* Task prompt: Rewrite every line of the items below as a numbered list, skipping any blank lines.

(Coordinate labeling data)
START

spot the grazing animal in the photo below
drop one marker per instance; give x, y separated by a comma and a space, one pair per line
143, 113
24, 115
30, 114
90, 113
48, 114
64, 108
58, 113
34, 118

END

* Output of the task:
1. spot the grazing animal in the photo below
2. drop one marker per instance; give x, y separated by a comma and a space, one pair per line
3. 143, 113
4. 24, 115
5. 30, 114
6. 90, 113
7. 48, 114
8. 64, 108
9. 58, 113
10. 34, 118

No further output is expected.